- GIVEN TASK 1: Count the lines of the records that contain the word "sign", and reply with that number alone.

- TEXT TO READ:
* * *
This book provides an introduction not only to the political and practical dimensions of Cavell’s thought, but also to the oldest and deepest layers of his philosophy as a whole, found in the essays he published in Must We Mean What We Say? (1969), and in the first three parts of The Claim of Reason (1979). At the same time Norris utilizes some of Cavell’s more recent and accessible works — Cities of Words (2004), Little Did I Know (2010), and his writings on Emerson and Thoreau — to argue that Cavell offers “a way of conceiving democracy and related notions of community, voice, and friendship that promises to temper, if not avoid, the rationalism and proceduralism of Rawlsian and Habermasian approaches.” (2). Cavell may not be interested in such standard issues in political philosophy as the nature of the state or the proper distribution of a society’s resources, Norris points out, but his writing is suffused with political terms: alienation, obligation, privacy, freedom, equality, education, democracy, conformity, autonomy, and authority (4). Norris argues that Cavell’s concern with autonomy places him in the tradition of Rousseau’s Social Contract and his emphasis on the political importance of self-knowledge places him in the Socratic tradition (5).
This book contains five chapters: on ordinary language philosophy, on skepticism, and on community; then on Cavell’s engagements with Henry David Thoreau and with Ralph Waldo Emerson. I shall have something to say about all of these but shall devote myself mainly to the first, third and fifth chapters.
* * *
- RECORDED INFORMATION:
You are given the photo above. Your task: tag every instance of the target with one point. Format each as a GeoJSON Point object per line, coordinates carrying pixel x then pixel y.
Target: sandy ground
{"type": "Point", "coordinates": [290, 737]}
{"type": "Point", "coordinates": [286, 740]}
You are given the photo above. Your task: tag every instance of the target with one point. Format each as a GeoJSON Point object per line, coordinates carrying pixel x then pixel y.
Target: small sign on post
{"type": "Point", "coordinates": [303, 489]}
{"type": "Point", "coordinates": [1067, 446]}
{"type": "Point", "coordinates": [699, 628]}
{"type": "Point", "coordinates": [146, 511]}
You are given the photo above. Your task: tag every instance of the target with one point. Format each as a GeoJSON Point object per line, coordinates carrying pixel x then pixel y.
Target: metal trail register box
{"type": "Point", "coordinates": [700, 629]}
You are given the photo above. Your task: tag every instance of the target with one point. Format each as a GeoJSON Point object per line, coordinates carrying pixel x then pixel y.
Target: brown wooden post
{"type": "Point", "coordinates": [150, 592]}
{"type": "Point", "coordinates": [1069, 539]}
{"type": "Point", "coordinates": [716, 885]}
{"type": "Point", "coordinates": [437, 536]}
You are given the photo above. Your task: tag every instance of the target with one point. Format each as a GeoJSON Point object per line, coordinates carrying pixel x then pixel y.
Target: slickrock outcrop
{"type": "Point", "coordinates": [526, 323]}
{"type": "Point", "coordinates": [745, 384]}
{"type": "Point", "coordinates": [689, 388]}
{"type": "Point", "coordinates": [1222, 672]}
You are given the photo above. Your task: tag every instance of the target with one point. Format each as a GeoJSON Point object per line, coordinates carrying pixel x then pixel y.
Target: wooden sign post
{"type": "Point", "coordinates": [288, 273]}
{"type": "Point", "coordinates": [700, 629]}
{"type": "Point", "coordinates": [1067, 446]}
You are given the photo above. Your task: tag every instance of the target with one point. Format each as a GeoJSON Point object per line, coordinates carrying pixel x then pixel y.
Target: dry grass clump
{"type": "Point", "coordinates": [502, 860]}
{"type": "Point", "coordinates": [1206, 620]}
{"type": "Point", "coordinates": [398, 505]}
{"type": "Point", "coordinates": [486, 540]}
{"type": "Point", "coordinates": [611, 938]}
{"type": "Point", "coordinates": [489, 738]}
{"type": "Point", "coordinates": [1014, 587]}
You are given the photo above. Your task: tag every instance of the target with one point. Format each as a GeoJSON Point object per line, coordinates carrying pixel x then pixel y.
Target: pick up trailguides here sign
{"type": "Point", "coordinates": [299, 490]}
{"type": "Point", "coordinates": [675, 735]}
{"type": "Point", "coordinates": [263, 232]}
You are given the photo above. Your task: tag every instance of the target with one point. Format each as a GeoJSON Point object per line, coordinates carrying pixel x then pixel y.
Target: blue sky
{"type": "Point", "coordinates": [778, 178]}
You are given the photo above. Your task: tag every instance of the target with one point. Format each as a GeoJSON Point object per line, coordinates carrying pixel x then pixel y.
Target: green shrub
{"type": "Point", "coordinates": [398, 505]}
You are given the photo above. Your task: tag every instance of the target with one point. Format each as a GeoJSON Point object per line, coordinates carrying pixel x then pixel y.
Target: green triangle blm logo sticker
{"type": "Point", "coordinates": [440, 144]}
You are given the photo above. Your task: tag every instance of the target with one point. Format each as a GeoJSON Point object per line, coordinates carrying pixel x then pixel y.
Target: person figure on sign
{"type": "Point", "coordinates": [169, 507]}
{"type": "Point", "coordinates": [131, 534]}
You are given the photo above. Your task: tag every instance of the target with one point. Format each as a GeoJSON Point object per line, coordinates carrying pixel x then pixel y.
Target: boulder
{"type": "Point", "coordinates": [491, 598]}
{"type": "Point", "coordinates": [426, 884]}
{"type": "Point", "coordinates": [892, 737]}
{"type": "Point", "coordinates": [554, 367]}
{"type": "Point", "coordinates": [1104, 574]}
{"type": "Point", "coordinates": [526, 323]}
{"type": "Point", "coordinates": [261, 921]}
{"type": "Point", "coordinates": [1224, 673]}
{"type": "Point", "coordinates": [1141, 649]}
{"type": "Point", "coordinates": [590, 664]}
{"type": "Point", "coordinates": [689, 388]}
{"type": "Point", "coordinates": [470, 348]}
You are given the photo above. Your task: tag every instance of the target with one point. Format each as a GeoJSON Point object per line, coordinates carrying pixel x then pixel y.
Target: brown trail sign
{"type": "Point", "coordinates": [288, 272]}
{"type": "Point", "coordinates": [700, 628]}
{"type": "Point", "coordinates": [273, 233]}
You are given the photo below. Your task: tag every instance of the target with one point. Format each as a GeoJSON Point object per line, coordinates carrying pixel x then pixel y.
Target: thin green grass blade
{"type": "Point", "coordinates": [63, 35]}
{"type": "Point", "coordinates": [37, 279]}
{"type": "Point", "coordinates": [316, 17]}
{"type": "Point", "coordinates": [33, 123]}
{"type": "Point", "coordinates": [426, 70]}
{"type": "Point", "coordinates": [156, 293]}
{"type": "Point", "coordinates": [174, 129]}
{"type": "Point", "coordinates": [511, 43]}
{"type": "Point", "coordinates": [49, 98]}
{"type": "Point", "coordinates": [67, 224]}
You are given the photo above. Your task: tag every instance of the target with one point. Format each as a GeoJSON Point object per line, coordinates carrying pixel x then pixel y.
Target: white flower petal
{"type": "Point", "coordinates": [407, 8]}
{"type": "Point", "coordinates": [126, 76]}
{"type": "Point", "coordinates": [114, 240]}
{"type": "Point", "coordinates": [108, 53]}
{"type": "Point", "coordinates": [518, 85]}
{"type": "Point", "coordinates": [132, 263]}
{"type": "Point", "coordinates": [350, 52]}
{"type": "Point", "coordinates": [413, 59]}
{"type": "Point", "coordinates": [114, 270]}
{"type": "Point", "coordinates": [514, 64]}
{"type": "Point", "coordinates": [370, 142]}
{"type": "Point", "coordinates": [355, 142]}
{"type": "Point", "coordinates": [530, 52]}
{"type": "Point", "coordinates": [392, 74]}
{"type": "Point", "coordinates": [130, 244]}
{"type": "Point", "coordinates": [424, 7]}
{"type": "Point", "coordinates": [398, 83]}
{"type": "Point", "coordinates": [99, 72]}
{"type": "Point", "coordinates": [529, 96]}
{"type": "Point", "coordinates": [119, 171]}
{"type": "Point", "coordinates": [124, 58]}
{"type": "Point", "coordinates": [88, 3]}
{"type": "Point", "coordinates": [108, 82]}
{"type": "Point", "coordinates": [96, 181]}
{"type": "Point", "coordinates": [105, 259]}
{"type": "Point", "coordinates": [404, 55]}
* * *
- GIVEN TASK 2: Write the next part of the review of the book on Cavell's thought, starting right after its last sentence.

- EXERCISE RESPONSE 1: 5

- EXERCISE RESPONSE 2:
In Chapter One, Norris offers a detailed account of Cavell’s emergence on the philosophical scene in the mid-nineteen fifties as a defender of the “ordinary language philosophy” that he learned from J. L. Austin. “Must We Mean What We Say?”, the essay that furnishes the title of Cavell’s first book, was written for a 1957 symposium with his Berkeley colleague Benson Mates, who asked whether the philosopher of ordinary language conducts a survey or “extensional” analysis of language, or merely relies on his own personal feeling or judgment (“intensional” analysis). Cavell’s response escapes the dilemma. Ordinary language philosophy is neither first person singular (“intensional”) nor third person plural (“extensional”) but “first-person plural, the voice of the community” (30). This is the nub of the argument that runs through Norris’s first three chapters: that already in understanding language in the way Cavell does, “community” appears. Crucial for Cavell’s account of this understanding is that every native speaker is as much an authority as any other on the language they speak.
Norris gives a helpfully clear and informed account of Cavell’s turn to Kant’s Critique of Judgment in “Aesthetic Problems of Modern Philosophy,” the third essay in Must We Mean? The focus is on Kant’s analysis of our judgments of beauty as both subjective and universal: “subjective in the sense that they are expressions of the state of the judging subject, and not the application of a rule, but universal in. . . that they have a necessity and a ‘general validity’ that expressions of the immediate sensual pleasure of the subject lack” (32).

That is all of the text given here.